→ Required work
Reproduce exactly the final portion of the data: every line from the one containing "Habitat-count request: mark the wooden" through the last line, inclusive.

________________________

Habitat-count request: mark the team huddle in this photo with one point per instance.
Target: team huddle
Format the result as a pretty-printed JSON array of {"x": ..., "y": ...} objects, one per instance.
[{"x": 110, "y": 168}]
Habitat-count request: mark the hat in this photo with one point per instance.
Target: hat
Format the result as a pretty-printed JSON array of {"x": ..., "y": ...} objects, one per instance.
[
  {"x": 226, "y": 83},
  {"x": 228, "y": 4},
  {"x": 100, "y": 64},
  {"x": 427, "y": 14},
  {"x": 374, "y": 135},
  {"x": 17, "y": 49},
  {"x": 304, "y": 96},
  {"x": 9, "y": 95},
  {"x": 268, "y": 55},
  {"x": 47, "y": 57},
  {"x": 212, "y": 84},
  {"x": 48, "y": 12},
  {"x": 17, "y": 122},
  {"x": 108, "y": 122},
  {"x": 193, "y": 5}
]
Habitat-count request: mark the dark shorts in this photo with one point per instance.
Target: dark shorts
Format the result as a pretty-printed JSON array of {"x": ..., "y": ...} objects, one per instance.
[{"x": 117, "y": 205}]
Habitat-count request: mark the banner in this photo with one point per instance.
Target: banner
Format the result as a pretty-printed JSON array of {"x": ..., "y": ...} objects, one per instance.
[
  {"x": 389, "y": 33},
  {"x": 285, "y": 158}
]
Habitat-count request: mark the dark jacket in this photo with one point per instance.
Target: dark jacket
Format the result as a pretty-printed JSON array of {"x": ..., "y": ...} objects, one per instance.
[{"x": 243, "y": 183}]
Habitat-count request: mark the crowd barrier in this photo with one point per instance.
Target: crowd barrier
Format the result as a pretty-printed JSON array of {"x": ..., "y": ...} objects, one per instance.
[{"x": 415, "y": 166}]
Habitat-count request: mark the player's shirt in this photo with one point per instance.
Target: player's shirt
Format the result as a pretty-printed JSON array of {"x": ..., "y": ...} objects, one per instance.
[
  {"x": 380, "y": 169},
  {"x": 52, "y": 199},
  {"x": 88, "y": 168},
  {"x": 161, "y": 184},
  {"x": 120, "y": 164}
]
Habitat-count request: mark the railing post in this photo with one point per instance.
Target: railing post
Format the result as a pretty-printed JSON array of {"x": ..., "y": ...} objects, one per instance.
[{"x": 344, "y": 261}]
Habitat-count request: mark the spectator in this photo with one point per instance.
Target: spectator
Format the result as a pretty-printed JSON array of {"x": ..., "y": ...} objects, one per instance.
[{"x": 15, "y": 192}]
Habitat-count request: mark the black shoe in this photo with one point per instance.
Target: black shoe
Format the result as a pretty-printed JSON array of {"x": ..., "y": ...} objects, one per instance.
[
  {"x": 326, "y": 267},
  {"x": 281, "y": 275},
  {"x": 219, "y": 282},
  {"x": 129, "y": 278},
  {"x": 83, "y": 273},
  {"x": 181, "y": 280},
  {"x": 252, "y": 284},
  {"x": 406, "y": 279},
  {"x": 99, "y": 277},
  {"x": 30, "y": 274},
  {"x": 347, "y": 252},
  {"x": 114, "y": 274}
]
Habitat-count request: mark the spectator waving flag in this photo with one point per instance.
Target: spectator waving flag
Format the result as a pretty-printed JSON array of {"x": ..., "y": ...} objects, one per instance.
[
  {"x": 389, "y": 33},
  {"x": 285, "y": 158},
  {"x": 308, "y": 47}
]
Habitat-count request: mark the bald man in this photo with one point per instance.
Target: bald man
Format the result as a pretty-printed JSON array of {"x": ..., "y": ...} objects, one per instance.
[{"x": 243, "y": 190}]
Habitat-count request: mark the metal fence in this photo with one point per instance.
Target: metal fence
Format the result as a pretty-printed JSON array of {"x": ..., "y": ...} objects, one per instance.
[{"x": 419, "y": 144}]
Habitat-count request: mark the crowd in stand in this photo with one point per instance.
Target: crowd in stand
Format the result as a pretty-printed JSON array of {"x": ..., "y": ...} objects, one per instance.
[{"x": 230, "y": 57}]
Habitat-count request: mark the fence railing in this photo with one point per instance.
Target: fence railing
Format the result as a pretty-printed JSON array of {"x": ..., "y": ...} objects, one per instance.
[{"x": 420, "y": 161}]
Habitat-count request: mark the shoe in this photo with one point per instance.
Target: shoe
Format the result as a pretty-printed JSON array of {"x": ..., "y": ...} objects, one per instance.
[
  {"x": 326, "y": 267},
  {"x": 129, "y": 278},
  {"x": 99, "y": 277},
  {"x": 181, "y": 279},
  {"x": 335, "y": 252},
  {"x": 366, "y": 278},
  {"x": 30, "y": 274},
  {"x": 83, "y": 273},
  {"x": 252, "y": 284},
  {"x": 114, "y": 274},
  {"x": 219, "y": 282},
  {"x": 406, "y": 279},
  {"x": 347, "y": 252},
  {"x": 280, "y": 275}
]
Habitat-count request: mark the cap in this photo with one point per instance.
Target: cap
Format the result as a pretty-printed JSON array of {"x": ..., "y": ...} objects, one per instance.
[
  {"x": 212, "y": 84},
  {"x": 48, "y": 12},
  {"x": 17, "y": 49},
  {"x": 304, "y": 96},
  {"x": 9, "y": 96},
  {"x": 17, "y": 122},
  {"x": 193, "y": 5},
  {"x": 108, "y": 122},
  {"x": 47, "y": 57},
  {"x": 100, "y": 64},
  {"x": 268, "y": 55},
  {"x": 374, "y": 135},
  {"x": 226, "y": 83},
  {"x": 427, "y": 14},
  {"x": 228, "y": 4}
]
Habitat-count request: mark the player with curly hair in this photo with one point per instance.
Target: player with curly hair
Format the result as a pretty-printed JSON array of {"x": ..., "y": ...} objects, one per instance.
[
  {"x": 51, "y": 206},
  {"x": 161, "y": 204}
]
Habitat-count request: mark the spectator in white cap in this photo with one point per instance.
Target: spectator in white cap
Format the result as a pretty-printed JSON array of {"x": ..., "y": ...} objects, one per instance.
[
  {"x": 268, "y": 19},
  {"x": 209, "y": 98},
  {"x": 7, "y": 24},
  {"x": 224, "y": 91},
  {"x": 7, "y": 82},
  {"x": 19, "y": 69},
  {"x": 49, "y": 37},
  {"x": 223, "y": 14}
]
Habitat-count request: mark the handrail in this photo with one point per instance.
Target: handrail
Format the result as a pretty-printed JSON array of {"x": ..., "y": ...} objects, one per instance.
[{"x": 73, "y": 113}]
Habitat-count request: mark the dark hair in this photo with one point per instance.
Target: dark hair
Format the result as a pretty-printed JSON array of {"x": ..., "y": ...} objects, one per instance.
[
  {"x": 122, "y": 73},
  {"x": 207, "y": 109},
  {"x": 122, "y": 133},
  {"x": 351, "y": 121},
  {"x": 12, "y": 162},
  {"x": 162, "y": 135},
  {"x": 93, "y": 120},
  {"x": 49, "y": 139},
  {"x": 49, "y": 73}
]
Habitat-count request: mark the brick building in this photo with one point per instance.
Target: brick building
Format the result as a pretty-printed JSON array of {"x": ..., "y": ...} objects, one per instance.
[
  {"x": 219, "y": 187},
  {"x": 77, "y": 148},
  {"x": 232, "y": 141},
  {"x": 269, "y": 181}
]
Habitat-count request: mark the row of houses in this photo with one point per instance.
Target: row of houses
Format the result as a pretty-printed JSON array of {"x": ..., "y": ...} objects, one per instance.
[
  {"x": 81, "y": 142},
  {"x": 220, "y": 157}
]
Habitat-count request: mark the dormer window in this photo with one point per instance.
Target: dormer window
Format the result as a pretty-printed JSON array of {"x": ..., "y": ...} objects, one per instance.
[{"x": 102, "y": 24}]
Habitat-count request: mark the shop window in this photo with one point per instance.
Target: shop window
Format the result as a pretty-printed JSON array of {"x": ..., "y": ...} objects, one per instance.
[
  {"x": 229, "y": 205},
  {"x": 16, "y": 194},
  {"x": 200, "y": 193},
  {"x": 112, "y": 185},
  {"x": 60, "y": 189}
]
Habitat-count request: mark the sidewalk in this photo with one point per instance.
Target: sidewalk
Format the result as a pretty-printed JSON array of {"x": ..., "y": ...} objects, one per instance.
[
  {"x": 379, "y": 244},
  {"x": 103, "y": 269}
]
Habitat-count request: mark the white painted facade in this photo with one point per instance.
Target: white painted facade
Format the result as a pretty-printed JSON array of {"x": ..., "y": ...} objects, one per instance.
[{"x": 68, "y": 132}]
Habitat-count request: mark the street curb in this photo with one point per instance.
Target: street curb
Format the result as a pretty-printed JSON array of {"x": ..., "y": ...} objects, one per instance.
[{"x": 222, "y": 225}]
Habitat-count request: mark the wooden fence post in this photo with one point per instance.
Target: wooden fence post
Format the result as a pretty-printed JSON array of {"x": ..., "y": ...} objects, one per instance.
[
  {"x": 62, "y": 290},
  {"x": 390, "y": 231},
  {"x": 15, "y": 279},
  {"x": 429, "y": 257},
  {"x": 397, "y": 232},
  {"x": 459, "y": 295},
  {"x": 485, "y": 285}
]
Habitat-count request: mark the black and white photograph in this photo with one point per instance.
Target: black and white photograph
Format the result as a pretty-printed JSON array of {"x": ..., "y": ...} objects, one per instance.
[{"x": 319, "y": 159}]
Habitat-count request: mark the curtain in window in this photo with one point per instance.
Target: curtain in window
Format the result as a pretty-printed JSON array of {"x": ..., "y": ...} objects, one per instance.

________________________

→ Exercise result
Habitat-count request: mark the wooden fence post in this photo with one point per instance.
Target: wooden fence post
Format the result as a pretty-printed JSON array of {"x": ..., "y": ...} objects, one per instance.
[
  {"x": 62, "y": 290},
  {"x": 390, "y": 231},
  {"x": 15, "y": 279},
  {"x": 429, "y": 257},
  {"x": 397, "y": 232},
  {"x": 459, "y": 295},
  {"x": 485, "y": 285}
]
Habitat-count request: mark the black and white photograph in this photo with one point per instance.
Target: black and white photograph
Format the result as a pretty-printed JSON array of {"x": ..., "y": ...} objects, one per instance.
[{"x": 319, "y": 159}]
Habitat-count request: mark the curtain in window in this photo with one point per instance.
Target: curtain in window
Format the result as a pretty-printed JSON array of {"x": ..., "y": ...} objects, one per instance.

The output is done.